Enunciado
Segundo o trecho da entrevista, em que bairro fica a casa de Cacá?

Trecho da fonte
Os dois receberam a coluna na
casa de Cacá, que fica na Gávea,
colada à favela da Rocinha, no
Rio. Falaram da "aflição e insegurança" de lançar o novo trabalho, de eleições, de cinema, de esperança -e da falta dela.
Abaixo, trechos da conversa:
FOLHA - Cacá, esse é o 16º filme de
sua carreira, e seu, Wilker...
WILKER - Eu já trabalhei em
cinqüenta e poucos, 56, uma
coisa assim. Mas tem filme que
eu nego que fiz.
FOLHA - Qual?
WILKER - Se eu nego... (rindo)
Mas eu não posso mais negar
porque de vez em quando passa
no Canal Brasil.
CACÁ - É um perigo. Em cinema às vezes a gente se "esquece" de um filme [que fez], né? E
o Canal Brasil nos faz lembrar.
FOLHA - Que filme você vê hoje e
gostaria de "esquecer"?
CACÁ - Eu não vejo muito os
meus filmes, não. Procuro me
desvincular para ter uma alma
leve para fazer o próximo. Eu
faço meus filmes com a mesma
euforia de um primeiro e a
mesma urgência de um último
filme.
FOLHA - E quando chega a hora do
lançamento...
CACÁ - Fico cada vez mais aflito. Quando você é jovem, se
acha um Deus. Então quem não
gosta do seu filme é um imbecil.
Imagine! É uma besta. Mas você vai ficando mais velho, vai
compreendendo que não é
Deus...
FOLHA - ...e que o imbecil pode ser
você...
CACÁ - (Rindo) .. e que é capaz
até de os outros terem razão. A
insegurança aumenta.
WILKER - Eu tenho pânico. Eu
tenho a sensação de ser... inadequado. Eu não acho que seja
adequado para coisa nenhuma.
Quando eu fui fazer "Os Inconfidentes" com o Joaquim Pedro
[de Andrade, diretor do filme],
eu disse: "Joaquim, você é louco. Eu não me pareço com o Tiradentes." E ele falou: "Não, cara. O Tiradentes era um jovem
homem zangado". Aí eu me entreguei totalmente. No meio do
filme o Joaquim descobriu que
o Tiradentes não era loiro.
A gente comprou uma tinta numa farmácia em Ouro Preto e
ficamos numa pia de hotel pintando o cabelo. Pintamos tão
bem que eu fazia assim [mexe a
cabeça] e o cabelo caía todo. Tiradentes foi loiro até a metade
do filme, depois ficou moreno.

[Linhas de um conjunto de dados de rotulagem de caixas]
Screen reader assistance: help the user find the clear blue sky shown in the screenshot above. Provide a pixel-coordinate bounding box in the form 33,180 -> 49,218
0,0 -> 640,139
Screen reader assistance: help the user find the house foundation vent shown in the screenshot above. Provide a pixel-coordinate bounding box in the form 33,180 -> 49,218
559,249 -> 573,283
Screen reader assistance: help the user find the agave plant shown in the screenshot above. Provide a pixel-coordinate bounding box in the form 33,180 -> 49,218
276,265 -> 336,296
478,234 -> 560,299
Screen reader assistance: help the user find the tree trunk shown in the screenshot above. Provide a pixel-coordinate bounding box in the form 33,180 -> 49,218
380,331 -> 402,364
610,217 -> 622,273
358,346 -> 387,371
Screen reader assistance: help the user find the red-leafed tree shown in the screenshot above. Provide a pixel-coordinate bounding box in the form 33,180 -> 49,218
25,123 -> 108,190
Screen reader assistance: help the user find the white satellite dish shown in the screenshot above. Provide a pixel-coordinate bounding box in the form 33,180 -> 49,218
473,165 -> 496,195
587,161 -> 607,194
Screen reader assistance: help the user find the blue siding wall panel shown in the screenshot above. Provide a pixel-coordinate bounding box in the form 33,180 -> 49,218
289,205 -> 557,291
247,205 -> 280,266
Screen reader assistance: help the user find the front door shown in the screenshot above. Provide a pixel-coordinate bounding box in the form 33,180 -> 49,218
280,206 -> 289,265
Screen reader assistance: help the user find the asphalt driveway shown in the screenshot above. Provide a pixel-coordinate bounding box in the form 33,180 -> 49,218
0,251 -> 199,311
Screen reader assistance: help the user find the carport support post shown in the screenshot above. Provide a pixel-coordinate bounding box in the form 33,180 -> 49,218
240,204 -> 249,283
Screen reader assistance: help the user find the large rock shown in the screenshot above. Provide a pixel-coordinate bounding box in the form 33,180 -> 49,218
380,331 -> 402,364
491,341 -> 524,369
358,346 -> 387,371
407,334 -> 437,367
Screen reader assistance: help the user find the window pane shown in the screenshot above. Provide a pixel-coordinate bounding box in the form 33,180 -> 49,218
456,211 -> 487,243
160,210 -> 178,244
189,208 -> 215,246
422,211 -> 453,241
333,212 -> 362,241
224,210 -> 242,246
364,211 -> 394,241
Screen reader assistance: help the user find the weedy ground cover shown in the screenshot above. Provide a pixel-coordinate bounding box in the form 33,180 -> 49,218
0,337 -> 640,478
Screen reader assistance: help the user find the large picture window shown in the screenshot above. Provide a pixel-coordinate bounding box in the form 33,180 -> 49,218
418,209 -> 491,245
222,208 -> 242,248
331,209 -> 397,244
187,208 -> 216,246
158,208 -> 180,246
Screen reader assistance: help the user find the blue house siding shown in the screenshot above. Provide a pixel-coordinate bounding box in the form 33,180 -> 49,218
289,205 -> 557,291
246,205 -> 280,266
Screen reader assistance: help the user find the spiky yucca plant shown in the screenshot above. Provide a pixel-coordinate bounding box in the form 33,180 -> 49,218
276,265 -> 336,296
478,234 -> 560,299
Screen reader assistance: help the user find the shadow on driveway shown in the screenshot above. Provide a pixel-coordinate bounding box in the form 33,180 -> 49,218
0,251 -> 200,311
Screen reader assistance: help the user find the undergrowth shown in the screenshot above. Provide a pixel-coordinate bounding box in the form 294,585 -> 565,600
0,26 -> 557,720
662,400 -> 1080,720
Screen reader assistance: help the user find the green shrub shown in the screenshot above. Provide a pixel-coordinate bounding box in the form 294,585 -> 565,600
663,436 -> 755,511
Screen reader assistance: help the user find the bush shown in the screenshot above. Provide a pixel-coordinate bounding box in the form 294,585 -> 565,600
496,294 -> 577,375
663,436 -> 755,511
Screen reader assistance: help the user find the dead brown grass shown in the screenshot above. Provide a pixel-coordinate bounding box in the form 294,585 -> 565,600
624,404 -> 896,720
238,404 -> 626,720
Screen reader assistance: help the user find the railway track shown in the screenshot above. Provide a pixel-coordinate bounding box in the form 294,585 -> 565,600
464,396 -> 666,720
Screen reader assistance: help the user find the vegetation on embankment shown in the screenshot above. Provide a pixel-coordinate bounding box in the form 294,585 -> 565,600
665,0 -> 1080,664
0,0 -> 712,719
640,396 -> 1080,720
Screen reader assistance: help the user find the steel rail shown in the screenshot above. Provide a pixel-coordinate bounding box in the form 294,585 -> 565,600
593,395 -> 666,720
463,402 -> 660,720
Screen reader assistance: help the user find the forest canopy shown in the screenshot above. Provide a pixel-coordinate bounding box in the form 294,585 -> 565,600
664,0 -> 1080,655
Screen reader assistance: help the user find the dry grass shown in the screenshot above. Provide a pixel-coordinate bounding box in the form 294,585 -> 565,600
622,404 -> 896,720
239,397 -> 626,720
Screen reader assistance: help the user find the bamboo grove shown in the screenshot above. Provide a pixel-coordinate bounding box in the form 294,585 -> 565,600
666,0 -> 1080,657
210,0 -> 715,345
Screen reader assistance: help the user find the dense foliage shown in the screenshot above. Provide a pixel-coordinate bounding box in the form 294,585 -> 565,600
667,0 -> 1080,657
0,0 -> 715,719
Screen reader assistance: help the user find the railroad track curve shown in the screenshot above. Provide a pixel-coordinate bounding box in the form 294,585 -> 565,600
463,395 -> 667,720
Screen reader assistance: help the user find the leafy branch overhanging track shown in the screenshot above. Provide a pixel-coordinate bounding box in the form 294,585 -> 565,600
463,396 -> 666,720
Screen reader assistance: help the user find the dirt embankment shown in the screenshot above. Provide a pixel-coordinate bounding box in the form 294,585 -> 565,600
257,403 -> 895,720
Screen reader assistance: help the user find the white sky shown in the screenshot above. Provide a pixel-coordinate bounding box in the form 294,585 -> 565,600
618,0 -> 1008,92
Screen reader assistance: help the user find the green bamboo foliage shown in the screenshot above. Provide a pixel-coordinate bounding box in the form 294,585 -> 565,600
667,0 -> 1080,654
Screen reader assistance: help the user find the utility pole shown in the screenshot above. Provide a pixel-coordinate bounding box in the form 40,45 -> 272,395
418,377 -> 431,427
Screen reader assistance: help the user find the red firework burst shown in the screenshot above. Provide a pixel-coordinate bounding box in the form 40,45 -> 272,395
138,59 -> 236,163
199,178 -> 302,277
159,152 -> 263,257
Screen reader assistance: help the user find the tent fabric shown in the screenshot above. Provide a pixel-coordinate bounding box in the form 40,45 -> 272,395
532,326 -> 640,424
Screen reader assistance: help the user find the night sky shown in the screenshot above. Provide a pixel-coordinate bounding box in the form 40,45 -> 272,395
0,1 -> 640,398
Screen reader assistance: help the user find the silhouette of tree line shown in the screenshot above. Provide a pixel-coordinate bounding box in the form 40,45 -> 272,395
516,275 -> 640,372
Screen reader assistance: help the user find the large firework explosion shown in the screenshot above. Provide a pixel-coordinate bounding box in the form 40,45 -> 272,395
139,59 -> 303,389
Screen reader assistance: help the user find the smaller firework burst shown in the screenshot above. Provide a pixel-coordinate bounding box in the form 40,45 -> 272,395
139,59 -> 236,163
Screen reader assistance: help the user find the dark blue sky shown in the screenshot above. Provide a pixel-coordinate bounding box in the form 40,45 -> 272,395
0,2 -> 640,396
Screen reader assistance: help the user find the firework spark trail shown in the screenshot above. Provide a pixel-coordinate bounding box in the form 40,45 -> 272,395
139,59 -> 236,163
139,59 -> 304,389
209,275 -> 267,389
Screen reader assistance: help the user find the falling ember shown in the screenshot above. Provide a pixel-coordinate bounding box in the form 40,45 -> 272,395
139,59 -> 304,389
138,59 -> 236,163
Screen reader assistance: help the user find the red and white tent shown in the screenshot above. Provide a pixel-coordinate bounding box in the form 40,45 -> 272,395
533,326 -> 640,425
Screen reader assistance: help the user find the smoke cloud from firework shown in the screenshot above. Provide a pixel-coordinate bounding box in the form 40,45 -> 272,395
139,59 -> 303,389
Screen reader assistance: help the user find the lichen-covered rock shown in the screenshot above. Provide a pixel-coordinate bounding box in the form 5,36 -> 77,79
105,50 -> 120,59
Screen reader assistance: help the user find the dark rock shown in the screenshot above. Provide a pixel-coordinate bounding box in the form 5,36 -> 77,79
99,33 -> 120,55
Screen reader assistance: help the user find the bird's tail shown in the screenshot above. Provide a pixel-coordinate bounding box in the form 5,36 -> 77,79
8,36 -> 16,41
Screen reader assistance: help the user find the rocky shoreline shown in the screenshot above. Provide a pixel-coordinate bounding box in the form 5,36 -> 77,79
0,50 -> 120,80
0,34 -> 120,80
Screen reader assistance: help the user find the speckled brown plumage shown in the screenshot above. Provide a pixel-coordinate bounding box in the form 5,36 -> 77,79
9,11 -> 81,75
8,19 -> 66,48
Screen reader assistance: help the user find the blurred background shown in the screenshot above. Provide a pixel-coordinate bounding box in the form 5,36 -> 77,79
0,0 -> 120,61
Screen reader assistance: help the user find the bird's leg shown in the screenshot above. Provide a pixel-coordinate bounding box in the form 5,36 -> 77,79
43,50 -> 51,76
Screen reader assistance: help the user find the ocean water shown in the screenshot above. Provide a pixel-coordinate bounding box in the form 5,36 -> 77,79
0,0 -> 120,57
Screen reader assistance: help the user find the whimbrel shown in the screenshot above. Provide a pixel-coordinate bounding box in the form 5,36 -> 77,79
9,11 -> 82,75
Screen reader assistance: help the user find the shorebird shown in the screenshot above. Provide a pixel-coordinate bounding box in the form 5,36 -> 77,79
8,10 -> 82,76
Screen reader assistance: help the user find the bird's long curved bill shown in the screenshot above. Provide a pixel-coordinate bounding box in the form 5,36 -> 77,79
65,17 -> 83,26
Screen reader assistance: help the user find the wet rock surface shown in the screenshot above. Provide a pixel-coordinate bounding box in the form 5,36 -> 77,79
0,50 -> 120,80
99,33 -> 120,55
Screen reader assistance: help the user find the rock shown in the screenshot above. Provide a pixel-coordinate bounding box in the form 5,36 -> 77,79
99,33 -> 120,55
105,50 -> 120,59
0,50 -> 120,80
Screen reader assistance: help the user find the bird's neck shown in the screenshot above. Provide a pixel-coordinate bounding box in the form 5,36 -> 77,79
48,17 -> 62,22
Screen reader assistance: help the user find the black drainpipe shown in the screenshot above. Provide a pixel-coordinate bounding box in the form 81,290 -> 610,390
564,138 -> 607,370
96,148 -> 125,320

Resposta do exercício
Na Gávea, colada à favela da Rocinha, no Rio.